• [Your objective]: In the biography of Maria Léa Salgado-Labouriau below, write out word for word the part that opens with the words containing "Brazilian scientist (1931–2013)" and closes with "of the Cerrado.".

• [Excerpted text]:
- Born: 2 August 1931 Rio de Janeiro, Brazil
- Died: 13 July 2013 (aged 81) Brasília, Brazil
- Education: Federal University of Minas Gerais
- Known for: Studies of ecology and palaeobotany

= Maria Léa Salgado-Labouriau =

Brazilian scientist (1931–2013)

Maria Léa Salgado-Labouriau (2 August 1931 – 13 July 2013) was a Brazilian scientist specialising in palaeobotany whose work in present and past ecology led her to be internationally known in her field. She was an emeritus professor at the University of Brasília (Brazil).

== Biography and scientific career ==
Maria Léa was born on 2 August 1931, in Rio de Janeiro, but grew up and spent a good part of her adult life in Minas Gerais. She completed her degree in Natural History at the Federal University of Minas Gerais in 1958, and her PhD in Biological Sciences (Botanics) at the University of São Paulo in 1972. Her research focused on the study of thousands of years old crystallised pollen from plants, spores and microscopic algae found in sediments from the quaternary period in the area of Planalto in the ecoregion of the Cerrado.

In 1974, she joined the Venezuelan Institute for Scientific Research (IVIC), where she worked as a researcher until 1987.

In 1979, she moved to the United States, where she realised her post-doctoral studies in Palynology, Pollen Morphology and Botanics at the Smithsonian Institution. Then, at the University of Minnesota, she studied Environmental Geology, Stratigraphic Palaeontology and Geographic Climatology.

Back in Brazil in 1988, she became a titular professor at the Institute of Geosciences at the University of Brasília, where she worked until her retirement in 1993. She died on 13 July 2013, aged 81, in Brasília

== Contributions and legacy ==
Her main scientific contributions are related to the study of the environment in the high mountains in the Andes range and at the central area of area of Planalto (Cerrado), with insights into climate evolution in the past. She used this knowledge to do more research on the regeneration of the vegetation of the climate. She also played an important role in the education of numerous scientific researchers.

• [Source information]:
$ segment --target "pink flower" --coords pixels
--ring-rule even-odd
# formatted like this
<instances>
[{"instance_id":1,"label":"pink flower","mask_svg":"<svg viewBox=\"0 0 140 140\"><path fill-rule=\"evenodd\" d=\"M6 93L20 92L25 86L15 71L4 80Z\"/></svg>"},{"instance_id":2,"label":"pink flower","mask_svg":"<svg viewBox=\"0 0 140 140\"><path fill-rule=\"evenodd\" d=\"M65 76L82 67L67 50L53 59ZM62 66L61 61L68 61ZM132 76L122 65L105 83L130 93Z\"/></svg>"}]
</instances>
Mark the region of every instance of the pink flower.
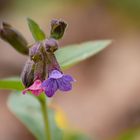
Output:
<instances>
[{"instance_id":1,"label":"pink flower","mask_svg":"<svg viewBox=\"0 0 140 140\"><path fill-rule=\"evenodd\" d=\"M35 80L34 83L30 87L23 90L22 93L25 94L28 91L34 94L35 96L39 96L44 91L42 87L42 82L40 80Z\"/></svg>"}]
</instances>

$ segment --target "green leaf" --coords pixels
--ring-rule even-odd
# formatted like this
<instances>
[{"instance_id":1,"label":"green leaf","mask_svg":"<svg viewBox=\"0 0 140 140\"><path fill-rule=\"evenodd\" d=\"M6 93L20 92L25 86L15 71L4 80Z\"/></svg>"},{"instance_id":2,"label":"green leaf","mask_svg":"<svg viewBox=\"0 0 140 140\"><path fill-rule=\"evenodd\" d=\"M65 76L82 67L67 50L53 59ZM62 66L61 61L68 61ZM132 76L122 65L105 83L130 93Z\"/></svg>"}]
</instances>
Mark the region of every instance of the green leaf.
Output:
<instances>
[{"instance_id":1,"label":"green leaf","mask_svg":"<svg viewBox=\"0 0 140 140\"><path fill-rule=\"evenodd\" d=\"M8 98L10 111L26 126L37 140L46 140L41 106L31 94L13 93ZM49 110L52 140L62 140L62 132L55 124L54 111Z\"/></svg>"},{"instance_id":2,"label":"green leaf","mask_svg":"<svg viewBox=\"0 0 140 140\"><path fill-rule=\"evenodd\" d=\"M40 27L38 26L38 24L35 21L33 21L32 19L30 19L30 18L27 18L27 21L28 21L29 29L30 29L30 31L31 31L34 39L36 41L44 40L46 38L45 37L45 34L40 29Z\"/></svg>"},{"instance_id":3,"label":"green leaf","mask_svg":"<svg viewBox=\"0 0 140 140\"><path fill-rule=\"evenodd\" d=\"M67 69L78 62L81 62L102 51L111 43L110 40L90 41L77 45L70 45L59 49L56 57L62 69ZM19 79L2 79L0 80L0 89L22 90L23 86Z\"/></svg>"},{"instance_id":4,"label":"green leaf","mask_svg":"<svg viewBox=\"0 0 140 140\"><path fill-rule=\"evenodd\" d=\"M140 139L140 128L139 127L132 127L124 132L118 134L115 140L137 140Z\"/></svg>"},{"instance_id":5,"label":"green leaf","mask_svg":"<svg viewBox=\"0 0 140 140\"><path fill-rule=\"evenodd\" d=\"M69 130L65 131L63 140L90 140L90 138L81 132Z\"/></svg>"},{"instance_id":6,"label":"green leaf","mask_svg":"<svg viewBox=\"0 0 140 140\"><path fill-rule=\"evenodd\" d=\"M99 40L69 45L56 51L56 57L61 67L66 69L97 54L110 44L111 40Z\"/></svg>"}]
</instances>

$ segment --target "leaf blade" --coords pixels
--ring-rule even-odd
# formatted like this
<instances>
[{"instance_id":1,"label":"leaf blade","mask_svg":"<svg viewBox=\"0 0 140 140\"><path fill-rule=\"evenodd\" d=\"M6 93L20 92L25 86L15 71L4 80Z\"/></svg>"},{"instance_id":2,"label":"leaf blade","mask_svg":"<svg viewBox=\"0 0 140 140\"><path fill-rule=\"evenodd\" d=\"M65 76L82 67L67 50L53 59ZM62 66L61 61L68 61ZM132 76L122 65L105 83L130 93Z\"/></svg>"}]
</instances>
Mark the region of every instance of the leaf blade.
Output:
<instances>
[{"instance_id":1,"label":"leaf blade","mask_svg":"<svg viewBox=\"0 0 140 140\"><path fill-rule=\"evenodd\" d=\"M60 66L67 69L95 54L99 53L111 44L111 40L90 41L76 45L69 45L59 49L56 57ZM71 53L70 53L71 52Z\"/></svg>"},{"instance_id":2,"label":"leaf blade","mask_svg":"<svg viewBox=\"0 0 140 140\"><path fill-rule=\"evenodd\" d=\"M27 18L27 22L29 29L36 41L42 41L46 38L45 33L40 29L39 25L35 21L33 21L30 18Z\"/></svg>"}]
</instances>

• [Task output]:
Brazilian scientist (1931–2013)

Maria Léa Salgado-Labouriau (2 August 1931 – 13 July 2013) was a Brazilian scientist specialising in palaeobotany whose work in present and past ecology led her to be internationally known in her field. She was an emeritus professor at the University of Brasília (Brazil).

== Biography and scientific career ==
Maria Léa was born on 2 August 1931, in Rio de Janeiro, but grew up and spent a good part of her adult life in Minas Gerais. She completed her degree in Natural History at the Federal University of Minas Gerais in 1958, and her PhD in Biological Sciences (Botanics) at the University of São Paulo in 1972. Her research focused on the study of thousands of years old crystallised pollen from plants, spores and microscopic algae found in sediments from the quaternary period in the area of Planalto in the ecoregion of the Cerrado.